- **Data supplied**:

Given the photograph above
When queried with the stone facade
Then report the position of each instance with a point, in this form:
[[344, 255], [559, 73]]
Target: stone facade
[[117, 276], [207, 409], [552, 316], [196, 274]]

- **Work instructions**:
Set out the records above as a Markdown table with the columns "No." and "Text": number each line in order under "No." and put the line itself under "Text", skipping blank lines.

- **Final result**:
| No. | Text |
|---|---|
| 1 | Given the photograph above |
| 2 | When queried with the stone facade |
| 3 | Then report the position of each instance with a point, in this form: |
| 4 | [[344, 255], [559, 73]] |
| 5 | Target: stone facade |
| 6 | [[117, 276], [207, 409], [552, 316], [196, 274]] |